If the Commissioner issues a corrected assessment or final determination that reduces an assessment below the amount the taxpayer paid toward the assessment, and the reduction is made at the written request of the taxpayer, either through the filing of a proper petition for reassessment or otherwise, the Commissioner must certify any overpayment as a refund due only to the extent a refund could have been timely claimed when the request was made. If the reduction is made on the Commissioner's own motion, the Commissioner is required to certify any overpayment as a refund due only to the extent a refund could have been timely claimed at the time the reduction was made.

The bill provides that the Commissioner cannot use either the procedure of issuing a corrected assessment (where the petition for reassessment has been properly filed), or correcting it on the Commissioner's own motion (where the petition for reassessment was not properly filed), after the party assessed has requested in writing that the Commissioner not use that procedure.

The new assessment correction procedure applies to taxes or fees on: replacement tires (sec. 3734.907), horse racing (sec. 3769.088), alcoholic beverages (sec. 4305.131), natural gas gross receipts (sec. 5727.26), kilowatt hour and natural gas distribution (secs. 5727.89 and 5727.93), fuel (highway) use (sec. 5728.10), corporations (sec. 5733.11), motor fuel (sec. 5735.12), sales (sec. 5739.13), cigarettes and other related tobacco products (secs. 5743.081 and 5743.56), the municipal income of electric light companies (sec. 5745.12), personal and school district income (sec. 5747.13), and natural resources severance (sec. 5749.07).

Form and service of assessment notices, and service of orders

(sec. 5703.37)

Continuing law requires that the Tax Commissioner give a person written notice of an assessment. The bill requires that the Commissioner include with the notice instructions on how to petition for reassessment and request a hearing on the petition. This notice provision applies to all of the tax or fee assessments listed immediately above that are subject to the new assessment correction procedure, and also applies to public utility excise tax assessments (sec. 5727.47) and use tax assessments (sec. 5741.13). The bill also imposes the same notice requirement on assessors (county auditors or the Tax Commissioner) of personal property (sec. 5711.31) and public utility property (sec. 5727.47).

## DIRECTIONS FOR THIS TASK
Please print the passage of the tax assessment text above starting at "Form and service" and ending at "property (sec. 5727.47).", keeping every word unchanged.

## SUPPLIED ENTRIES
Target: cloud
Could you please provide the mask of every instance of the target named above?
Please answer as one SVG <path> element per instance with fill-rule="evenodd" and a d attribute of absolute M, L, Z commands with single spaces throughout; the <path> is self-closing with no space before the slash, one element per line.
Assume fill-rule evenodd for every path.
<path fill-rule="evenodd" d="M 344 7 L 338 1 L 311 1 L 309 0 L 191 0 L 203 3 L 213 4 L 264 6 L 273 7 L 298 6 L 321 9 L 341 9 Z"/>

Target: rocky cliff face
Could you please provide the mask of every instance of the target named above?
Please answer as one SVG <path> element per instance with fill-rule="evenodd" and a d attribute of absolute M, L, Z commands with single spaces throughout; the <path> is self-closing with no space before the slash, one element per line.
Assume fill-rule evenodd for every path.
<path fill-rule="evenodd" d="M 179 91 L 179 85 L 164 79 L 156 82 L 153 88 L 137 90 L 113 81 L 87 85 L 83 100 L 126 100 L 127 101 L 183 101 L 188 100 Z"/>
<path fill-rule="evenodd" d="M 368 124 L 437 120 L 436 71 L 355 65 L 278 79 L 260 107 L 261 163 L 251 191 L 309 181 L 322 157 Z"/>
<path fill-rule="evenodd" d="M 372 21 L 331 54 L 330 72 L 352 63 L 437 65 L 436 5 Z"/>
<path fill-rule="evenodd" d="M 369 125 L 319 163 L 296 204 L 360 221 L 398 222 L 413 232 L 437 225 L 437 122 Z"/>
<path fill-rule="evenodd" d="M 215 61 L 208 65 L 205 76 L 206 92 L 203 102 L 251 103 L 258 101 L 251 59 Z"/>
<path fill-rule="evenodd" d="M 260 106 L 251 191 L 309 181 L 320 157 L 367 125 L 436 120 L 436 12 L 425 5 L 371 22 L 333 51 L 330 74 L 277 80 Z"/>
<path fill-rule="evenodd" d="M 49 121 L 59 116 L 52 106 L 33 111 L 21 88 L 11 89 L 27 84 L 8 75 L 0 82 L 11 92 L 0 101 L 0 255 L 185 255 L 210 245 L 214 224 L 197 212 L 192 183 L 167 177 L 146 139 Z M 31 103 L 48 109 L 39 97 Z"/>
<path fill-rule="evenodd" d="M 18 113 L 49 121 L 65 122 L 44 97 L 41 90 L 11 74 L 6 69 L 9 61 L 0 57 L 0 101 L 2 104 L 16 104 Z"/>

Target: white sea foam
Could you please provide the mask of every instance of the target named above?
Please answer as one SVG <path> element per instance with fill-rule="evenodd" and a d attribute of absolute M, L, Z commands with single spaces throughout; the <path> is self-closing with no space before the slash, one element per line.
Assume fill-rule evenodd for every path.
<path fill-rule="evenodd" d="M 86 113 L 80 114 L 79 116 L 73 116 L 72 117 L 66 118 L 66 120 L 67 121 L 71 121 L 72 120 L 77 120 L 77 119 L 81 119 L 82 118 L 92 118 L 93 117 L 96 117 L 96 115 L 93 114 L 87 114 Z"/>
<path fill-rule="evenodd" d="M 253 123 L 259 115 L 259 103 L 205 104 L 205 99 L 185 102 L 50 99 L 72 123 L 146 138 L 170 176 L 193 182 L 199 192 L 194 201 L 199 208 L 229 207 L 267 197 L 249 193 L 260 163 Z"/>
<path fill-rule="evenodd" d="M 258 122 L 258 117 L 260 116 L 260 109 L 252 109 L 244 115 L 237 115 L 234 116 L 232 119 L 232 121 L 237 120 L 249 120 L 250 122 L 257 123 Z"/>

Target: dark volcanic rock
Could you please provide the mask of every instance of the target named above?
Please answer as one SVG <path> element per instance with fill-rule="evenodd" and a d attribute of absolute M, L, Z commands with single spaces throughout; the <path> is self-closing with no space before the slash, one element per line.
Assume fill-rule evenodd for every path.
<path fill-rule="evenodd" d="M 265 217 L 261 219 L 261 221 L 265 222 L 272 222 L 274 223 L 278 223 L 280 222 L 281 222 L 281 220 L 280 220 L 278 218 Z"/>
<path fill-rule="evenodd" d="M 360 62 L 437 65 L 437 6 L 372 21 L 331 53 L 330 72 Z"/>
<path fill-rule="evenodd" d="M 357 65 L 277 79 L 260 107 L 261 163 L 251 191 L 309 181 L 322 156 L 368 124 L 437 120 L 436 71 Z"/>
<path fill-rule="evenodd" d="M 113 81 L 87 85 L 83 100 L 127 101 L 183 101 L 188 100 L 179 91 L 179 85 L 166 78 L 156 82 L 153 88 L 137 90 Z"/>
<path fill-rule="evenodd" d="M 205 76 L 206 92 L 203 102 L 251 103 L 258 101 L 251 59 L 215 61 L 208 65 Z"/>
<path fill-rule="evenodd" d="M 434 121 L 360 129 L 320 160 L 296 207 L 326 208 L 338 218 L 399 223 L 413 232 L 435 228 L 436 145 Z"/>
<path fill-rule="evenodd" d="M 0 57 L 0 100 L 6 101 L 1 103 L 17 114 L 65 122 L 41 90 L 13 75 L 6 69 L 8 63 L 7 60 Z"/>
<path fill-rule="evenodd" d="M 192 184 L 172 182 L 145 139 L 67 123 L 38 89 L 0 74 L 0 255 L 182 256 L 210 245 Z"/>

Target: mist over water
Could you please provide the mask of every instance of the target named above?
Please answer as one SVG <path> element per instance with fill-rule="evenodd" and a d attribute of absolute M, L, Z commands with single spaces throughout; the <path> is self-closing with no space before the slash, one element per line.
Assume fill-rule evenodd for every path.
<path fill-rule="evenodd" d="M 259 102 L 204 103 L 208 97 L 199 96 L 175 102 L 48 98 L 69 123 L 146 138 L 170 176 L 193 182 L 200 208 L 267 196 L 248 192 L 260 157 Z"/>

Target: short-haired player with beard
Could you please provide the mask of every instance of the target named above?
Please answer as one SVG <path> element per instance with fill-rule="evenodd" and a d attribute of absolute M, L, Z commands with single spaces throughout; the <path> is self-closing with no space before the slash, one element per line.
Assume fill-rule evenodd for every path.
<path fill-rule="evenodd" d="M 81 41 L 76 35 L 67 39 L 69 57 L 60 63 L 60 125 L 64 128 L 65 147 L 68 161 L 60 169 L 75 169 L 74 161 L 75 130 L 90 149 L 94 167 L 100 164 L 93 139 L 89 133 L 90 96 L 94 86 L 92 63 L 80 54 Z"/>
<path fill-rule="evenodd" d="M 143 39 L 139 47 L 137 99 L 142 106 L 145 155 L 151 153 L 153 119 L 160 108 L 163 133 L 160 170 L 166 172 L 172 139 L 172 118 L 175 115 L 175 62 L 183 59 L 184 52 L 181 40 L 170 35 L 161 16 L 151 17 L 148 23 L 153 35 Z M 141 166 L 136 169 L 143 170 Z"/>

## SOLUTION BELOW
Form and service of assessment notices, and service of orders

(sec. 5703.37)

Continuing law requires that the Tax Commissioner give a person written notice of an assessment. The bill requires that the Commissioner include with the notice instructions on how to petition for reassessment and request a hearing on the petition. This notice provision applies to all of the tax or fee assessments listed immediately above that are subject to the new assessment correction procedure, and also applies to public utility excise tax assessments (sec. 5727.47) and use tax assessments (sec. 5741.13). The bill also imposes the same notice requirement on assessors (county auditors or the Tax Commissioner) of personal property (sec. 5711.31) and public utility property (sec. 5727.47).